TASK GOAL:
Below are some records. Copy every line in them that holds "yellow".

DATA IN THIS EXERCISE:
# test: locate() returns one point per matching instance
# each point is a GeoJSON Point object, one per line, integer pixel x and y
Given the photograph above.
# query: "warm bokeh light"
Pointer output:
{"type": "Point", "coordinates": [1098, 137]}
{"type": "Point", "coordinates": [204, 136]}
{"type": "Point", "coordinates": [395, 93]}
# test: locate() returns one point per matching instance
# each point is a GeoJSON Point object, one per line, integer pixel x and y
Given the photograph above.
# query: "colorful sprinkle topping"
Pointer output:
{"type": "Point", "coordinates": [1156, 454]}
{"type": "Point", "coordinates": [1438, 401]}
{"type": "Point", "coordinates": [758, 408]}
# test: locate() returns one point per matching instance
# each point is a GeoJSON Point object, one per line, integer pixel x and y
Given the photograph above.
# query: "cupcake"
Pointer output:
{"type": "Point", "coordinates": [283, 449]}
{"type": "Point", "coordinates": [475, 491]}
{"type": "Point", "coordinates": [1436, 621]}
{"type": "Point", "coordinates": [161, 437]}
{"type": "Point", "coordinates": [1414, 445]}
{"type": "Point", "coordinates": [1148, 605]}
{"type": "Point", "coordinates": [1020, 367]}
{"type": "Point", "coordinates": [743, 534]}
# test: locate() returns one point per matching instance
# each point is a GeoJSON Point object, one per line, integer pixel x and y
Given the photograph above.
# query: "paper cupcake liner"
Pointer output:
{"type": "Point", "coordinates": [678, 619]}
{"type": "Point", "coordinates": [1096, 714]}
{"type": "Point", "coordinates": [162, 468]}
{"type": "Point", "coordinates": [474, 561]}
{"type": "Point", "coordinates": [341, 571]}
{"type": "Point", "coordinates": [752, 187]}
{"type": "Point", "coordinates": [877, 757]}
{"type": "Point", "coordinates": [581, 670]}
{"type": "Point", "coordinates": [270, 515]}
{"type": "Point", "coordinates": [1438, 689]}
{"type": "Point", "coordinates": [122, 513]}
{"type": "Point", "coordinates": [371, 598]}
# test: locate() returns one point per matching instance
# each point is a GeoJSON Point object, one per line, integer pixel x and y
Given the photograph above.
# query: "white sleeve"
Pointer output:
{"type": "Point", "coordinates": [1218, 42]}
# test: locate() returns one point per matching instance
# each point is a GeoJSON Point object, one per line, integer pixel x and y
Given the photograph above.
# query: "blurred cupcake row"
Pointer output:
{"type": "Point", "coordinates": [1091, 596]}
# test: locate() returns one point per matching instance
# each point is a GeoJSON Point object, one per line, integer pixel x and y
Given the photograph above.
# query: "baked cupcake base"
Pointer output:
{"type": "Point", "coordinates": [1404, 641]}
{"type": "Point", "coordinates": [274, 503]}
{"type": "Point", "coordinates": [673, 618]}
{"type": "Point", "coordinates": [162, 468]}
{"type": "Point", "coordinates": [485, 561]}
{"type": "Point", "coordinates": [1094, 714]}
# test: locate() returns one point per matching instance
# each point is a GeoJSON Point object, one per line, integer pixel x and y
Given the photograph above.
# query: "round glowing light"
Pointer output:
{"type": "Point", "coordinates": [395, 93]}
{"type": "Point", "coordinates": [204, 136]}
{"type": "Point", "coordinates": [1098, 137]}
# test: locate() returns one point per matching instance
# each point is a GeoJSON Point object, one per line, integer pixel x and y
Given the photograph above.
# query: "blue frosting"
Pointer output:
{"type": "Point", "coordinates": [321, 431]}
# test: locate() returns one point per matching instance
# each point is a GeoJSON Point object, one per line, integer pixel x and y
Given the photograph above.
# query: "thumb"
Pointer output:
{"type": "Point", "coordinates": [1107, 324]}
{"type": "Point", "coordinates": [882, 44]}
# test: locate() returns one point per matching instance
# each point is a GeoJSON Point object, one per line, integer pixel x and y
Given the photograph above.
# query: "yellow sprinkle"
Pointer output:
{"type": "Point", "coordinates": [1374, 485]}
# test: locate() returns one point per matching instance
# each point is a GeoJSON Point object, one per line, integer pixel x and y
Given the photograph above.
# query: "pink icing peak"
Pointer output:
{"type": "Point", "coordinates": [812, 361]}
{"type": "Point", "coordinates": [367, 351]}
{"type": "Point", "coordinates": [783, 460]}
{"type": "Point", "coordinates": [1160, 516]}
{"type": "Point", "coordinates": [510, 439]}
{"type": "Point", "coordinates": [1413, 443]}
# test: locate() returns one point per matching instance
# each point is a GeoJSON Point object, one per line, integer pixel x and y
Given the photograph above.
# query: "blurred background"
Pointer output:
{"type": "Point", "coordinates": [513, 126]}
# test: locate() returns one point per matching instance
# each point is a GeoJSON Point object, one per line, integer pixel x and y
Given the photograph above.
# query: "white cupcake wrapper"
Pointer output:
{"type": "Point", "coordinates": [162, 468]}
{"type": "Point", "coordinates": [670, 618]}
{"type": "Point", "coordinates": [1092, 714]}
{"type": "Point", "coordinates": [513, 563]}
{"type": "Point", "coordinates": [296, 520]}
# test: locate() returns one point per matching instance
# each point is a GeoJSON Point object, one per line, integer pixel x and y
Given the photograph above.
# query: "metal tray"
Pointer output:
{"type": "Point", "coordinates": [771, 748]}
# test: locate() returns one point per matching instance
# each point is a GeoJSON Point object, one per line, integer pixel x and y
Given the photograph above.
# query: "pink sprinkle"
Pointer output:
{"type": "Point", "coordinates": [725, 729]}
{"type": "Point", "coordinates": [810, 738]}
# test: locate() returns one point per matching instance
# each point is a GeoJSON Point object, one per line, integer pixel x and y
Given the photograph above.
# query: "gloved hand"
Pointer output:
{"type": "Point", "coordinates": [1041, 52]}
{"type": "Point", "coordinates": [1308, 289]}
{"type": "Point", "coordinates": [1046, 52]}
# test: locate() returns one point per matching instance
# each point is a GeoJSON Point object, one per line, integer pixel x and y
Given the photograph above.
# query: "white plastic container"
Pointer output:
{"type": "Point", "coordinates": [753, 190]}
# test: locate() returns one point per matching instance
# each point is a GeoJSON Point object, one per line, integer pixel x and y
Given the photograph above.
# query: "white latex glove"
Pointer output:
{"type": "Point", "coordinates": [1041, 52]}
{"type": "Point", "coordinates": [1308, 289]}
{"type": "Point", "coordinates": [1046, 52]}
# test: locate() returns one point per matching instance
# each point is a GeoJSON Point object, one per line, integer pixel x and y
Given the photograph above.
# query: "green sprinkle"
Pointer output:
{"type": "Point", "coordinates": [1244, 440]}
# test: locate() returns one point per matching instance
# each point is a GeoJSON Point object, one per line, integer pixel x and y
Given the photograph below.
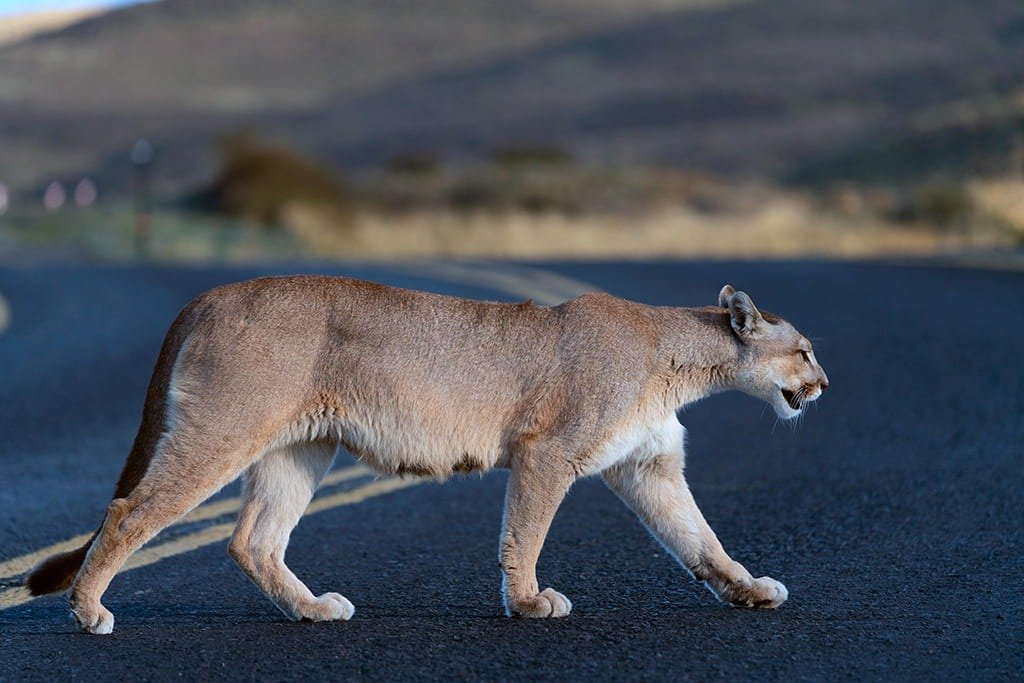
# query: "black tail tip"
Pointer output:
{"type": "Point", "coordinates": [56, 573]}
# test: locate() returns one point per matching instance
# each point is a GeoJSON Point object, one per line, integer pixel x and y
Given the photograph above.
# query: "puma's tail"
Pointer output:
{"type": "Point", "coordinates": [56, 573]}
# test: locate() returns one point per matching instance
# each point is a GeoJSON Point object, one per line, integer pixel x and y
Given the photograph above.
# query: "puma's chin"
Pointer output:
{"type": "Point", "coordinates": [787, 403]}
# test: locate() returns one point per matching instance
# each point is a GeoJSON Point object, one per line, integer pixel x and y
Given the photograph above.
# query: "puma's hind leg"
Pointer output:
{"type": "Point", "coordinates": [276, 492]}
{"type": "Point", "coordinates": [185, 471]}
{"type": "Point", "coordinates": [535, 491]}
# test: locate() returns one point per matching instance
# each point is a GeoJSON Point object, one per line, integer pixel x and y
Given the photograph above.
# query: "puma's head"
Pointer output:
{"type": "Point", "coordinates": [777, 363]}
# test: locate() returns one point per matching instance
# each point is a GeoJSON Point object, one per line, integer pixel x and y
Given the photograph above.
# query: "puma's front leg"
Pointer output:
{"type": "Point", "coordinates": [656, 491]}
{"type": "Point", "coordinates": [535, 491]}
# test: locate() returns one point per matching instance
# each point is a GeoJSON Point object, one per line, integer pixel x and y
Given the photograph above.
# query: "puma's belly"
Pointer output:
{"type": "Point", "coordinates": [418, 446]}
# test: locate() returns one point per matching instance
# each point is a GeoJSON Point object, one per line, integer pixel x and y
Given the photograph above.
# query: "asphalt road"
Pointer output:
{"type": "Point", "coordinates": [892, 513]}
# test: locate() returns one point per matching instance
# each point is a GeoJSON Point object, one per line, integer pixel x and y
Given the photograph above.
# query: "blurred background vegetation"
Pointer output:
{"type": "Point", "coordinates": [538, 129]}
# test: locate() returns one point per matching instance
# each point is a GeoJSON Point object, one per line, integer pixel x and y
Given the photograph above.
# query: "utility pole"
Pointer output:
{"type": "Point", "coordinates": [141, 159]}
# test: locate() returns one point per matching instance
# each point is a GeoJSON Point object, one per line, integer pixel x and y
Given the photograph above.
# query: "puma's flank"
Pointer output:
{"type": "Point", "coordinates": [267, 377]}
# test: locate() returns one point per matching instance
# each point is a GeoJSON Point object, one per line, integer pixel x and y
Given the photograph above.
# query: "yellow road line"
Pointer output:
{"type": "Point", "coordinates": [18, 565]}
{"type": "Point", "coordinates": [4, 313]}
{"type": "Point", "coordinates": [18, 595]}
{"type": "Point", "coordinates": [541, 286]}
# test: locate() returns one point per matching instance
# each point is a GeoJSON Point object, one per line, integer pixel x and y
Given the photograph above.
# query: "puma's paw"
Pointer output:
{"type": "Point", "coordinates": [328, 607]}
{"type": "Point", "coordinates": [765, 593]}
{"type": "Point", "coordinates": [95, 619]}
{"type": "Point", "coordinates": [548, 602]}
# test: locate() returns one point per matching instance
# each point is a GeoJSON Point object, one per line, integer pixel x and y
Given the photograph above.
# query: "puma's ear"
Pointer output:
{"type": "Point", "coordinates": [744, 316]}
{"type": "Point", "coordinates": [725, 295]}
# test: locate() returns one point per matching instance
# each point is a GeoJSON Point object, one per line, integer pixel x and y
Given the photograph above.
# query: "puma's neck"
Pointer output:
{"type": "Point", "coordinates": [699, 355]}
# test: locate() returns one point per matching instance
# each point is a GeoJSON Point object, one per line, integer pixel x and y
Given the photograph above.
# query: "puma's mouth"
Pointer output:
{"type": "Point", "coordinates": [793, 398]}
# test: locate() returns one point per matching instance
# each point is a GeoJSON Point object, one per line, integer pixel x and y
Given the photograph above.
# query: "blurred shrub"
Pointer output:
{"type": "Point", "coordinates": [259, 181]}
{"type": "Point", "coordinates": [413, 163]}
{"type": "Point", "coordinates": [473, 195]}
{"type": "Point", "coordinates": [529, 155]}
{"type": "Point", "coordinates": [938, 204]}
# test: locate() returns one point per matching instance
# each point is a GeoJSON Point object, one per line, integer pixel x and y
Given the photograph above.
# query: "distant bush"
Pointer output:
{"type": "Point", "coordinates": [258, 181]}
{"type": "Point", "coordinates": [938, 204]}
{"type": "Point", "coordinates": [413, 163]}
{"type": "Point", "coordinates": [473, 195]}
{"type": "Point", "coordinates": [528, 155]}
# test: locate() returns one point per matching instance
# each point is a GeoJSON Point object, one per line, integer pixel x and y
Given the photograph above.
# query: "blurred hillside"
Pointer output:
{"type": "Point", "coordinates": [798, 91]}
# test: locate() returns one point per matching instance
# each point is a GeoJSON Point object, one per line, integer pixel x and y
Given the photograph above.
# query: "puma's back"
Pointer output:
{"type": "Point", "coordinates": [269, 376]}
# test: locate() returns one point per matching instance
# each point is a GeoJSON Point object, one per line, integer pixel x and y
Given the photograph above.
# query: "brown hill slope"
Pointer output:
{"type": "Point", "coordinates": [782, 88]}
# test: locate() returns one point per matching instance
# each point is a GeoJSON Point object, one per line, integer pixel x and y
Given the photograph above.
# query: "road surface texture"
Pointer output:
{"type": "Point", "coordinates": [892, 511]}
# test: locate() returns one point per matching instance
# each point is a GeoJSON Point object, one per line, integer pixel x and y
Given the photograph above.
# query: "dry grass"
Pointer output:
{"type": "Point", "coordinates": [786, 227]}
{"type": "Point", "coordinates": [20, 27]}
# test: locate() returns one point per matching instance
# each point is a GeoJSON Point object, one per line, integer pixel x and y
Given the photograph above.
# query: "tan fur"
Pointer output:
{"type": "Point", "coordinates": [266, 377]}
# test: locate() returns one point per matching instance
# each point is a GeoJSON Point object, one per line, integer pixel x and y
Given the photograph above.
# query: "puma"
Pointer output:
{"type": "Point", "coordinates": [268, 377]}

WRITTEN REPLY:
# query: "yellow sprinkle"
# query: "yellow road line"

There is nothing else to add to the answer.